── Records to process

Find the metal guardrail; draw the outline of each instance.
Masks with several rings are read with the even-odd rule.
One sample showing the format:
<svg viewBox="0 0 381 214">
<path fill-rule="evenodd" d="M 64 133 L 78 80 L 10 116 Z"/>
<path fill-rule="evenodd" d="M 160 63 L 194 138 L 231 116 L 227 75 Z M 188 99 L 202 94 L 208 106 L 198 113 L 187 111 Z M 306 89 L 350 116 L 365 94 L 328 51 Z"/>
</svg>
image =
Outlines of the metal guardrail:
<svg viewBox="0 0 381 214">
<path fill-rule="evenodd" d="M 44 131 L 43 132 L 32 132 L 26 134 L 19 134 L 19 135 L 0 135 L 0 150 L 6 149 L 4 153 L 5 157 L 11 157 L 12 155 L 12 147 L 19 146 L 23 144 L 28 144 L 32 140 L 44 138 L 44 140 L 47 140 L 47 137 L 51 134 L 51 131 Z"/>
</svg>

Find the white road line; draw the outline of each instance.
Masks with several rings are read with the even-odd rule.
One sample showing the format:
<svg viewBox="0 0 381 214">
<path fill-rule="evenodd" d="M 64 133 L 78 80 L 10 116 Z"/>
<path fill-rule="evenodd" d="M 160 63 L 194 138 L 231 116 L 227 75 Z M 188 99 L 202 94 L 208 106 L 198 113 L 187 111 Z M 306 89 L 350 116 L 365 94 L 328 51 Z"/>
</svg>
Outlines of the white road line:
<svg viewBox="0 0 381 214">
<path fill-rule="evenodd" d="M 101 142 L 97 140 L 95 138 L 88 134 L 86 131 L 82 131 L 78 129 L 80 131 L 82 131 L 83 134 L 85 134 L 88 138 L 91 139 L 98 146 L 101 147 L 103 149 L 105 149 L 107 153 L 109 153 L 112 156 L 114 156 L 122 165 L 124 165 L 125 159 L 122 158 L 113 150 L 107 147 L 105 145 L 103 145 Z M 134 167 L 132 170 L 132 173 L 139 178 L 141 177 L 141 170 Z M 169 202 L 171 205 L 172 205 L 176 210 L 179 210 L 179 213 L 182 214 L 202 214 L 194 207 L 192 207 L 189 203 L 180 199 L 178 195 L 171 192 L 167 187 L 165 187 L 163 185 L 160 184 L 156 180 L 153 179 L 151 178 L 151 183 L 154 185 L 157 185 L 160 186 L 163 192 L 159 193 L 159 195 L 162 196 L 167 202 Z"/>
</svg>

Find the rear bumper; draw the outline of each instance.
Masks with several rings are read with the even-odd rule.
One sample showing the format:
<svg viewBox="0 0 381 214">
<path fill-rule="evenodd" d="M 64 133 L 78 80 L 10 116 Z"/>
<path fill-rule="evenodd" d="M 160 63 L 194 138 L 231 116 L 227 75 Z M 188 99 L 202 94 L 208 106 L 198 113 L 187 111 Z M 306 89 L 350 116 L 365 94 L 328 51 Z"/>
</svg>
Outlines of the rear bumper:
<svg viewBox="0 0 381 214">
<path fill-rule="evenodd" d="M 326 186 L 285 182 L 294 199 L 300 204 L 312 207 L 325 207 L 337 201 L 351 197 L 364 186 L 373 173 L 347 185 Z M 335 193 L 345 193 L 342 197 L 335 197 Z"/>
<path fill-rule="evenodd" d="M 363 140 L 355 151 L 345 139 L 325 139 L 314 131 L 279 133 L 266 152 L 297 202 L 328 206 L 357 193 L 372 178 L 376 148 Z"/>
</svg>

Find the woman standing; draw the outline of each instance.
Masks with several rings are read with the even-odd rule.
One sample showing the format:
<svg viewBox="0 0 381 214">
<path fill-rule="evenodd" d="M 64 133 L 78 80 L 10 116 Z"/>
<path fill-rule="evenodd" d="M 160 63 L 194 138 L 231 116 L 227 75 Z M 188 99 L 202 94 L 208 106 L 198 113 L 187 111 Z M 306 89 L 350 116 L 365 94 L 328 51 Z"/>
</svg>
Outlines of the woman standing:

────

Recast the lines from the one containing "Find the woman" through the end of the entries as a JSON list of strings, with one string per line and blank lines left out.

Worked solution:
[
  "Find the woman standing; draw the outline of each instance.",
  "Masks with several rings are read with the even-odd rule.",
  "One sample showing the format:",
  "<svg viewBox=\"0 0 381 214\">",
  "<path fill-rule=\"evenodd\" d=\"M 64 133 L 78 80 L 10 116 Z\"/>",
  "<path fill-rule=\"evenodd\" d=\"M 160 63 L 194 138 L 231 116 L 227 75 Z M 188 99 L 202 94 L 208 106 L 198 113 L 187 111 Z M 306 89 L 350 116 L 365 94 L 328 51 Z\"/>",
  "</svg>",
  "Outlines of the woman standing:"
]